• GIVEN DATA:
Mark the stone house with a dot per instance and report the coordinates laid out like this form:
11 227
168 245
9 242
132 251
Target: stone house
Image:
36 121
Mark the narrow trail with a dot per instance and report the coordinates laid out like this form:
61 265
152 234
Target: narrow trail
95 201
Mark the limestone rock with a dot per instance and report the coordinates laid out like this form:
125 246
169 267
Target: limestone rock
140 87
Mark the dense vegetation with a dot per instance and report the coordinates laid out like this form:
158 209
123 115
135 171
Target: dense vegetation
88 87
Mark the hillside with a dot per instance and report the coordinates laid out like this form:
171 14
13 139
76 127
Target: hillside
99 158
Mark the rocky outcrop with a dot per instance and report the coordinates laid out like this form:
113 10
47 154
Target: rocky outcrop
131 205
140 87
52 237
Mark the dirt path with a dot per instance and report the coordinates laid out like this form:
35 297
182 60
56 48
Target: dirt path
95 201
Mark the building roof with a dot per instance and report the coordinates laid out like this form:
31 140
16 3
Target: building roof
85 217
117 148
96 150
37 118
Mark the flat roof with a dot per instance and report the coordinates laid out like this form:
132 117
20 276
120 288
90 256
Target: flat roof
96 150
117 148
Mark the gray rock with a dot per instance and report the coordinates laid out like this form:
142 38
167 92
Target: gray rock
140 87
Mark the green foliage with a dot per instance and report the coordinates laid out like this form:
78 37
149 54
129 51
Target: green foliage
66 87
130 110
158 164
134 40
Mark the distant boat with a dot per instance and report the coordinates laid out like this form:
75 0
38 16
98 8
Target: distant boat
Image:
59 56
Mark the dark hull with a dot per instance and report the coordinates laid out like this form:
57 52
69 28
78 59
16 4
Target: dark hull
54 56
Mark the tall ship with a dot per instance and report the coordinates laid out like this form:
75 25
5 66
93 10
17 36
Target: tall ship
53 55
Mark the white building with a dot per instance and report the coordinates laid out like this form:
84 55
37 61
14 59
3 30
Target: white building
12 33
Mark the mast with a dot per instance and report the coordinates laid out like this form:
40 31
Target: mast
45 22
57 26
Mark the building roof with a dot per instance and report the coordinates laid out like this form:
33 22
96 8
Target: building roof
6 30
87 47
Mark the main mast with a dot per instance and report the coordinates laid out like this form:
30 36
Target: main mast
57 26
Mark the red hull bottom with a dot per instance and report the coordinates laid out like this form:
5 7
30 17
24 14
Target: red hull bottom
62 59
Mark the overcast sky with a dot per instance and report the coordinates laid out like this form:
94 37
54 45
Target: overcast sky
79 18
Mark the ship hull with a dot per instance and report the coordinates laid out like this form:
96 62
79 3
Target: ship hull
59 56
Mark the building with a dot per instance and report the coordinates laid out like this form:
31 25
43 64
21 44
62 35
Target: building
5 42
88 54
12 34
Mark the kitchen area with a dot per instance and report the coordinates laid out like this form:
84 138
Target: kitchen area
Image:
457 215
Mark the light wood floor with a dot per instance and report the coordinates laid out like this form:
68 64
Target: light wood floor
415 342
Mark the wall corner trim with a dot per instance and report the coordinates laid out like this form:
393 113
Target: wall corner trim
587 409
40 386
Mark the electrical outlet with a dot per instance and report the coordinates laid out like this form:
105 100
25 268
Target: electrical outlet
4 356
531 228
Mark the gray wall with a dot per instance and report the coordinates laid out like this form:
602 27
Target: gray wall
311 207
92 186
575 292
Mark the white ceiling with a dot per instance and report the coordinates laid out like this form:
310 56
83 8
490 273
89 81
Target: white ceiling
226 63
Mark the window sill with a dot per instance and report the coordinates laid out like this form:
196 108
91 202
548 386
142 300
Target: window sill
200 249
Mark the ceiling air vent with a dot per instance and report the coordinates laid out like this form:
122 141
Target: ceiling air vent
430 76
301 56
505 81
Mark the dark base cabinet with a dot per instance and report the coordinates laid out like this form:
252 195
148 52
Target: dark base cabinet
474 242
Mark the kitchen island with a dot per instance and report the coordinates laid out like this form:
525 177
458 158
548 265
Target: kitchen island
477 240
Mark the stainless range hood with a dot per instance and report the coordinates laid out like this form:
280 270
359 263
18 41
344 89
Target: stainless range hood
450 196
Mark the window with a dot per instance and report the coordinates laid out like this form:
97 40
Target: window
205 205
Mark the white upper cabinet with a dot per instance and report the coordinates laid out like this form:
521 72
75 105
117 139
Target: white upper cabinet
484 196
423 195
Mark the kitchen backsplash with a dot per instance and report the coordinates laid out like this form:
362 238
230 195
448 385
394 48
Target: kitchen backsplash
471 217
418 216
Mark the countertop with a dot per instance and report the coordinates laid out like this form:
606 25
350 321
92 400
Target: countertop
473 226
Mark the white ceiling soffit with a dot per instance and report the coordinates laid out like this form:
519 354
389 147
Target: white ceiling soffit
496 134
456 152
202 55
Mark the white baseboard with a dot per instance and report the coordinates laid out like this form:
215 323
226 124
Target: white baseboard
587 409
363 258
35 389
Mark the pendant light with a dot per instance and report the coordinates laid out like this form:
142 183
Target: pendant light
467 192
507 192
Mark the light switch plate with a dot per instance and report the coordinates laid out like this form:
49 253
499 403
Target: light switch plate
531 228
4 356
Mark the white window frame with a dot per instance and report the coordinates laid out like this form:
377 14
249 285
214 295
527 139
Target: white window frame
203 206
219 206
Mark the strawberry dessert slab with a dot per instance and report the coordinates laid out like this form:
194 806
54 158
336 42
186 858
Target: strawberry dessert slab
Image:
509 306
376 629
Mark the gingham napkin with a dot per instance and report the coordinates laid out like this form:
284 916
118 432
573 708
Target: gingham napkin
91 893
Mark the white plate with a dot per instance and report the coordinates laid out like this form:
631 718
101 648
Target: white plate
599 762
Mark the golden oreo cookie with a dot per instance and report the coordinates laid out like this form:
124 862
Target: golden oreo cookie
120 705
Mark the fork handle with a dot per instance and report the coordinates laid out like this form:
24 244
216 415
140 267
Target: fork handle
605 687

• AIM OF THE EXERCISE: Each line above is to be repeated exactly.

• EXPECTED ANSWER:
Mark the stone house with a dot per instance and report the coordinates laid out like this form:
11 227
168 245
9 242
132 251
Target: stone house
Image:
36 121
Mark the narrow trail with a dot per instance and report the coordinates laid out like this form:
61 265
152 234
Target: narrow trail
95 201
Mark the limestone rock with a dot per instance and report the coordinates laid out like this form:
125 246
169 267
Target: limestone rock
140 87
Mark the dense vegetation with a dot per instance and report the coordinates laid out like this form:
158 209
123 115
135 171
Target: dense vegetation
88 87
Mark the hillside with a dot per instance and report the coordinates laid out like this form:
171 14
13 139
76 127
Target: hillside
99 158
Mark the rocky outcrop with a dot per instance and report the coordinates laid out like this form:
113 10
47 154
Target: rocky outcrop
131 205
140 87
52 237
Mark the dirt path with a dot per instance and report the coordinates laid out like this form:
35 297
182 60
56 48
Target: dirt path
95 201
Mark the building roof with a dot per instance and report the coordinates laid out like this form:
31 140
16 3
Target: building roof
85 217
117 148
96 150
37 118
Mark the flat roof with a dot per instance and report the coordinates laid out like this form:
132 117
20 276
120 288
90 256
Target: flat roof
96 150
117 148
Mark the gray rock with a dot per instance and report the coordinates laid out like this form:
142 38
167 92
Target: gray rock
140 87
Mark the green foliage with a dot per instance and report the coordinates laid out like this form:
78 37
149 54
129 51
Target: green foliage
66 87
130 110
158 164
134 40
Mark the distant boat with a dot per instance and report the coordinates laid out like this form:
75 0
38 16
98 8
Target: distant boat
Image:
59 56
Mark the dark hull with a dot per instance and report the coordinates laid out like this form:
57 52
69 28
78 59
16 4
Target: dark hull
54 56
Mark the tall ship with a dot per instance and report the coordinates laid out like this form:
75 25
5 66
93 10
17 36
Target: tall ship
53 55
Mark the white building with a dot per instance and report the coordinates laid out like this form:
84 55
37 61
14 59
3 30
Target: white building
12 33
Mark the mast with a dot per instance and report the coordinates laid out like this form:
40 31
Target: mast
45 22
57 26
Mark the building roof with a dot per instance and report the coordinates laid out like this form:
33 22
96 8
Target: building roof
6 30
87 47
Mark the main mast with a dot per instance and report the coordinates laid out like this form:
30 36
Target: main mast
57 26
Mark the red hull bottom with a dot per instance and report the coordinates laid out like this form:
5 7
30 17
24 14
Target: red hull bottom
62 59
Mark the overcast sky with a dot per instance and report the coordinates laid out like this form:
94 37
54 45
Target: overcast sky
79 18
Mark the ship hull with a dot per instance and report the coordinates laid out like this form:
96 62
79 3
Target: ship hull
59 56
Mark the building with a dot per instance and report the coordinates laid out like this form:
31 25
43 64
21 44
62 35
Target: building
5 42
88 54
12 34
Mark the kitchen area with a dot per instance and report the coordinates laid out like this form:
84 138
Target: kitchen area
Image:
457 215
Mark the light wood floor with a dot per instance and report the coordinates laid out like this form:
68 64
Target: light wood floor
415 342
Mark the wall corner trim with a dot per instance and report the coordinates laid out like this form:
393 113
Target: wall corner trim
587 409
40 386
Mark the electrical outlet with a dot per instance and report the coordinates laid out like this form:
105 100
25 268
Target: electrical outlet
4 356
531 228
Mark the gray wall with a dot per instance and report the coordinates laid out like this form:
602 27
Target: gray wall
311 207
92 186
575 292
Mark the white ceiling with a dot per instance and report the coordinates laid out like this form:
310 56
83 8
490 273
89 81
Target: white ceiling
226 63
Mark the window sill with a dot per instance and report the coordinates laid out like this form:
196 108
91 202
548 386
142 300
Target: window sill
200 249
Mark the ceiling air vent with a dot per instance and report the coordinates laid out like this form:
122 141
Target: ceiling air vent
430 76
301 56
505 81
Mark the dark base cabinet with a dot per instance and report the coordinates laid out like this form:
252 195
148 52
Target: dark base cabinet
474 242
Mark the kitchen island with a dot per instance and report the coordinates laid out like this form:
525 177
458 158
548 265
Target: kitchen island
477 240
Mark the stainless range hood with a dot per instance and report the coordinates laid out like this form:
280 270
359 263
18 41
344 89
Target: stainless range hood
450 196
Mark the window with a dot per instance and report the coordinates laid out like this form:
97 40
Target: window
205 205
Mark the white upper cabinet with a dot per instance and report the coordinates laid out like this form:
521 72
75 105
117 139
Target: white upper cabinet
484 196
423 195
Mark the kitchen backsplash with a dot per instance and report the coordinates laid out like this form:
362 238
230 195
448 385
394 48
Target: kitchen backsplash
471 217
418 216
Mark the countertop with a dot per instance and report the coordinates laid out like this form:
606 25
350 321
92 400
Target: countertop
473 226
Mark the white ceiling soffit with a dot per instance and report the coordinates laid out like this form:
519 354
389 147
Target: white ceiling soffit
496 134
456 152
202 55
Mark the white baseboard with a dot per instance and report the coordinates laid out like this form:
215 323
226 124
Target: white baseboard
587 409
363 258
35 389
Mark the pendant light with a dot per instance and report the coordinates laid out like this form:
142 183
Target: pendant light
467 192
507 192
Mark the light switch plate with a dot per instance and report the coordinates laid out like this form:
49 253
499 403
Target: light switch plate
531 228
4 356
Mark the white window frame with a dot per instance and report the coordinates laid out like this form:
377 14
249 285
214 295
527 139
Target: white window frame
203 206
219 206
Mark the strawberry dessert slab with a dot per instance and report the coordinates laid out like this form:
194 806
54 158
336 42
186 858
Target: strawberry dessert slab
Image:
509 306
376 629
Mark the gingham napkin with a dot per instance and report the coordinates laid out like this form:
284 916
118 432
573 708
Target: gingham napkin
91 893
Mark the white plate with a dot per instance and report the coordinates laid out like this form:
631 718
101 648
Target: white plate
599 762
Mark the golden oreo cookie with a dot per instance and report the coordinates laid out like this form:
124 862
Target: golden oreo cookie
120 705
Mark the fork handle with a dot per instance and report the coordinates laid out like this form:
24 244
216 415
140 267
Target: fork handle
605 687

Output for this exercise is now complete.